EXERCISE> Where a record holds a picture, leave the picture out; otherwise repeat every record exactly.

Region pointing data
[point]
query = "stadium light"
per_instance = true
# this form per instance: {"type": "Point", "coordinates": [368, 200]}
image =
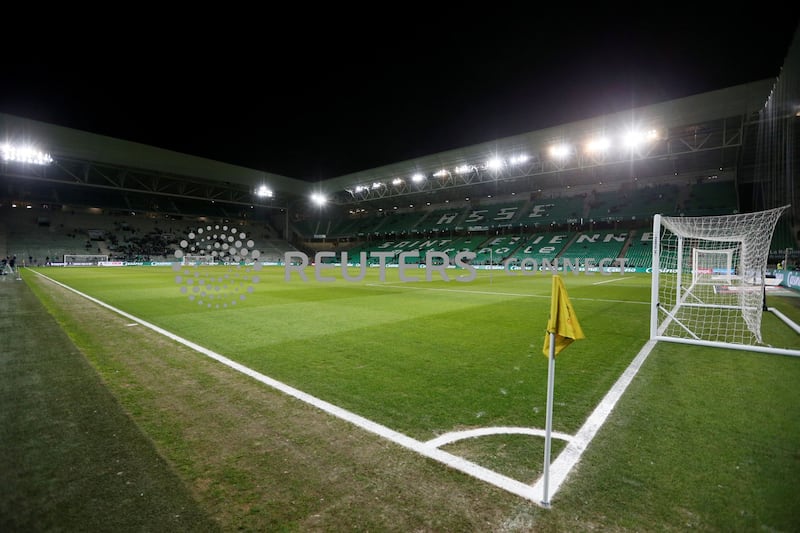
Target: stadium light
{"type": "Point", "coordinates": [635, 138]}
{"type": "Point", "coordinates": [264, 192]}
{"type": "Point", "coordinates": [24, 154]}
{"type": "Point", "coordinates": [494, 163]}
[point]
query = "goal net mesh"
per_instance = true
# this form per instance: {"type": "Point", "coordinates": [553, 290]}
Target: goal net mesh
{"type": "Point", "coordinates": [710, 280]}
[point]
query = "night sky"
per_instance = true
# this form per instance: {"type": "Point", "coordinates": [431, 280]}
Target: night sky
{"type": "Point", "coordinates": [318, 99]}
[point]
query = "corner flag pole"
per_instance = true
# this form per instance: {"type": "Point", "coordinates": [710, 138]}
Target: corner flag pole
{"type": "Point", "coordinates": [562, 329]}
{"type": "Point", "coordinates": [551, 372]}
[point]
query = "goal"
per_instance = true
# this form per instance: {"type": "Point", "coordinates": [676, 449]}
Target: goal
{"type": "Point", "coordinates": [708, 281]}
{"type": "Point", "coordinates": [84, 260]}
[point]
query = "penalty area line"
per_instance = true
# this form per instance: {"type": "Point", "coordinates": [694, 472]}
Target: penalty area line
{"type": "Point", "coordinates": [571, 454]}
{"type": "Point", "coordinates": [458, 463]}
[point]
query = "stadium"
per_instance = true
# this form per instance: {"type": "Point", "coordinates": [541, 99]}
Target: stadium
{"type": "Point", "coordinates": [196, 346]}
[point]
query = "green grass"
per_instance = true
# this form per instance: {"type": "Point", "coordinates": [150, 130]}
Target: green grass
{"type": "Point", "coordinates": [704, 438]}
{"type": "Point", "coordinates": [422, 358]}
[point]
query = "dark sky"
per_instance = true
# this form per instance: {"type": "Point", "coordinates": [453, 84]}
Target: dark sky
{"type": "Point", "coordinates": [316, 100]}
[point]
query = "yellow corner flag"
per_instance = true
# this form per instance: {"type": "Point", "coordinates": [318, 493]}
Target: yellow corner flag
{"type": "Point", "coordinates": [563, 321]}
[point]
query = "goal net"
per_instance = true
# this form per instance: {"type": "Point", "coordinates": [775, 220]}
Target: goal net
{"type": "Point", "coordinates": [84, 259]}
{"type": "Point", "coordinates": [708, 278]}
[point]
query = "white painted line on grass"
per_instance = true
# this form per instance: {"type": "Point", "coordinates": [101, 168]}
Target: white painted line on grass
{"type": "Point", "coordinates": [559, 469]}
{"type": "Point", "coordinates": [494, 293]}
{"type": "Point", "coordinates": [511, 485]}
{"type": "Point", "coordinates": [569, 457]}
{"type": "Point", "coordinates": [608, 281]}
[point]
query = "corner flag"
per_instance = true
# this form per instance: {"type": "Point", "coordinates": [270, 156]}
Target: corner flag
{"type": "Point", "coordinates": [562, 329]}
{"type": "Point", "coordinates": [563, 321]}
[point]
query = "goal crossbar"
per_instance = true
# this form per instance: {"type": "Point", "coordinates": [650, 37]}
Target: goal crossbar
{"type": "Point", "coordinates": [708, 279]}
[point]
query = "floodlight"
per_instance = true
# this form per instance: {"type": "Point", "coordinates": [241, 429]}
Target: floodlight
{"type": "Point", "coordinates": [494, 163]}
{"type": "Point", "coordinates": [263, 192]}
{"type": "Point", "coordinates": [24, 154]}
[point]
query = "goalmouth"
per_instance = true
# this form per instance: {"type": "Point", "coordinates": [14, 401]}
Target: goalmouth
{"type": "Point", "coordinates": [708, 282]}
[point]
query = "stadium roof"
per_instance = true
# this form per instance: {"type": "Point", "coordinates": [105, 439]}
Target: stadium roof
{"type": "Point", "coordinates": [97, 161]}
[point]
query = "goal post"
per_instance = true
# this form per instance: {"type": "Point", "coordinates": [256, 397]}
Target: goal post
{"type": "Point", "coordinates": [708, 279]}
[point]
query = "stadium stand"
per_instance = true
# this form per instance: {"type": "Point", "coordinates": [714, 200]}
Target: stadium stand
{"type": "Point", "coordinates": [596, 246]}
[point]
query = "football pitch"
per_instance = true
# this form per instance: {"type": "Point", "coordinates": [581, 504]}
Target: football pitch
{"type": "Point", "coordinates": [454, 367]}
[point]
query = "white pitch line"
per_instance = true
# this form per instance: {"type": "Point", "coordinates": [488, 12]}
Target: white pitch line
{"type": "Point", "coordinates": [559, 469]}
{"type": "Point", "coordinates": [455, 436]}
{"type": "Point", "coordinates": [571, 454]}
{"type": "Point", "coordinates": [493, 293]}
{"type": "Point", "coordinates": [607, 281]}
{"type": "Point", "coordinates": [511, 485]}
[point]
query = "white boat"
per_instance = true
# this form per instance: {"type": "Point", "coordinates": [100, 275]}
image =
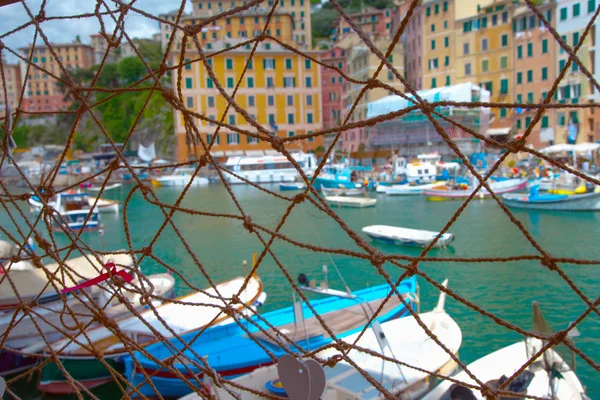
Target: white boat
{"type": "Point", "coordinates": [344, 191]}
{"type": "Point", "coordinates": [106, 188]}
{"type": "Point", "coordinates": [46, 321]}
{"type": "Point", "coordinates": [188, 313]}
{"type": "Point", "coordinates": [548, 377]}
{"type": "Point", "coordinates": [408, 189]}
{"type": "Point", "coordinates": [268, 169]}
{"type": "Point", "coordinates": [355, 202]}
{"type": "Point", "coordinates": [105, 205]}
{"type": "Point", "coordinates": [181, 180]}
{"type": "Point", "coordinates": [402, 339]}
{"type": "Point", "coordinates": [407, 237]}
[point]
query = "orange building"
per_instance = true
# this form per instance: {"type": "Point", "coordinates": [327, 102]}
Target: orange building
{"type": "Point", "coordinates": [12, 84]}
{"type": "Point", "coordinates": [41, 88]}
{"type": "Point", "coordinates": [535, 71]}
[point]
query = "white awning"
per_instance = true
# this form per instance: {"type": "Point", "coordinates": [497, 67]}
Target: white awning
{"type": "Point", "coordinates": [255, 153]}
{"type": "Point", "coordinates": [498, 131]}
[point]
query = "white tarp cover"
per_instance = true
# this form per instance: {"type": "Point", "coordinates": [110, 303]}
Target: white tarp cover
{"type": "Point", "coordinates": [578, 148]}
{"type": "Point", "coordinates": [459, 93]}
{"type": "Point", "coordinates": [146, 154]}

SOLUTION>
[point]
query = "stadium light"
per_instance = true
# this form per instance: {"type": "Point", "coordinates": [368, 200]}
image =
Target: stadium light
{"type": "Point", "coordinates": [635, 138]}
{"type": "Point", "coordinates": [264, 192]}
{"type": "Point", "coordinates": [24, 154]}
{"type": "Point", "coordinates": [494, 163]}
[point]
query = "goal net mesh"
per_instance = true
# this form per instance: {"type": "Point", "coordinates": [553, 290]}
Target: goal net mesh
{"type": "Point", "coordinates": [710, 280]}
[point]
query = "night sky"
per_instance = true
# this form per instance: {"type": "Point", "coordinates": [431, 280]}
Target: night sky
{"type": "Point", "coordinates": [318, 99]}
[point]
query = "corner flag pole"
per_instance = true
# this form per instance: {"type": "Point", "coordinates": [710, 138]}
Target: corner flag pole
{"type": "Point", "coordinates": [562, 329]}
{"type": "Point", "coordinates": [551, 372]}
[point]
query = "goal"
per_instance = true
# this form per instance: {"type": "Point", "coordinates": [676, 449]}
Target: goal
{"type": "Point", "coordinates": [708, 281]}
{"type": "Point", "coordinates": [84, 260]}
[point]
query = "penalty area line"
per_instance = true
# this form per instance: {"type": "Point", "coordinates": [694, 472]}
Target: penalty area line
{"type": "Point", "coordinates": [571, 454]}
{"type": "Point", "coordinates": [458, 463]}
[point]
query = "stadium"
per_instance = true
# this form per instance: {"type": "Point", "coordinates": [541, 99]}
Target: stadium
{"type": "Point", "coordinates": [196, 346]}
[point]
query = "green grass"
per_instance = true
# this form per instance: {"type": "Point", "coordinates": [150, 130]}
Target: green grass
{"type": "Point", "coordinates": [704, 438]}
{"type": "Point", "coordinates": [422, 358]}
[point]
query = "dark sky"
per_instance = true
# this form per instance: {"type": "Point", "coordinates": [453, 84]}
Target: dark sky
{"type": "Point", "coordinates": [316, 100]}
[point]
query = "yellow corner flag"
per_instance = true
# this form per instance: {"type": "Point", "coordinates": [318, 493]}
Target: yellow corner flag
{"type": "Point", "coordinates": [563, 321]}
[point]
query = "goal net"
per_instance = true
# this form per instance: {"type": "Point", "coordinates": [775, 220]}
Target: goal net
{"type": "Point", "coordinates": [84, 259]}
{"type": "Point", "coordinates": [708, 278]}
[point]
query = "white painted line on grass"
per_instance = true
# this form per instance: {"type": "Point", "coordinates": [101, 168]}
Target: white painted line on grass
{"type": "Point", "coordinates": [559, 469]}
{"type": "Point", "coordinates": [494, 293]}
{"type": "Point", "coordinates": [511, 485]}
{"type": "Point", "coordinates": [569, 457]}
{"type": "Point", "coordinates": [608, 281]}
[point]
query = "corner flag"
per_instance = true
# this form per instance: {"type": "Point", "coordinates": [270, 156]}
Target: corner flag
{"type": "Point", "coordinates": [562, 329]}
{"type": "Point", "coordinates": [563, 321]}
[point]
query = "goal crossbar"
per_instance = true
# this form per instance: {"type": "Point", "coordinates": [650, 37]}
Target: goal crossbar
{"type": "Point", "coordinates": [708, 279]}
[point]
query = "floodlight"
per_instance = true
# this form per instance: {"type": "Point", "coordinates": [241, 429]}
Target: floodlight
{"type": "Point", "coordinates": [494, 163]}
{"type": "Point", "coordinates": [263, 192]}
{"type": "Point", "coordinates": [24, 154]}
[point]
query = "goalmouth"
per_instance = true
# this form per instance: {"type": "Point", "coordinates": [14, 401]}
Target: goalmouth
{"type": "Point", "coordinates": [708, 282]}
[point]
query = "stadium roof"
per_instance = true
# this form per instance: {"type": "Point", "coordinates": [105, 439]}
Target: stadium roof
{"type": "Point", "coordinates": [97, 161]}
[point]
query = "goal post"
per_instance = true
# this form per instance: {"type": "Point", "coordinates": [256, 397]}
Target: goal post
{"type": "Point", "coordinates": [708, 279]}
[point]
query = "stadium stand"
per_instance = true
# this form per instance: {"type": "Point", "coordinates": [714, 200]}
Target: stadium stand
{"type": "Point", "coordinates": [596, 246]}
[point]
query = "football pitch"
per_instance = true
# this form per instance: {"type": "Point", "coordinates": [581, 504]}
Target: football pitch
{"type": "Point", "coordinates": [454, 367]}
[point]
query = "white pitch line"
per_instance = true
# this form per instance: {"type": "Point", "coordinates": [488, 12]}
Target: white pitch line
{"type": "Point", "coordinates": [559, 469]}
{"type": "Point", "coordinates": [455, 436]}
{"type": "Point", "coordinates": [571, 454]}
{"type": "Point", "coordinates": [493, 293]}
{"type": "Point", "coordinates": [607, 281]}
{"type": "Point", "coordinates": [511, 485]}
[point]
query = "white boat"
per_instance = true
# this form per instance: {"type": "Point", "coordinates": [100, 275]}
image =
Target: white boat
{"type": "Point", "coordinates": [344, 191]}
{"type": "Point", "coordinates": [106, 188]}
{"type": "Point", "coordinates": [46, 321]}
{"type": "Point", "coordinates": [188, 313]}
{"type": "Point", "coordinates": [548, 377]}
{"type": "Point", "coordinates": [408, 189]}
{"type": "Point", "coordinates": [268, 169]}
{"type": "Point", "coordinates": [355, 202]}
{"type": "Point", "coordinates": [105, 205]}
{"type": "Point", "coordinates": [181, 180]}
{"type": "Point", "coordinates": [402, 339]}
{"type": "Point", "coordinates": [407, 237]}
[point]
query = "orange building"
per_instance = true
# this form per instance: {"type": "Point", "coordinates": [327, 102]}
Target: orange building
{"type": "Point", "coordinates": [12, 84]}
{"type": "Point", "coordinates": [41, 88]}
{"type": "Point", "coordinates": [535, 71]}
[point]
query = "white awning"
per_instance = true
# this form per instance: {"type": "Point", "coordinates": [497, 67]}
Target: white awning
{"type": "Point", "coordinates": [255, 153]}
{"type": "Point", "coordinates": [498, 131]}
[point]
query = "white tarp cover"
per_instance = true
# this form per instance: {"type": "Point", "coordinates": [110, 303]}
Target: white tarp cover
{"type": "Point", "coordinates": [578, 148]}
{"type": "Point", "coordinates": [459, 93]}
{"type": "Point", "coordinates": [146, 154]}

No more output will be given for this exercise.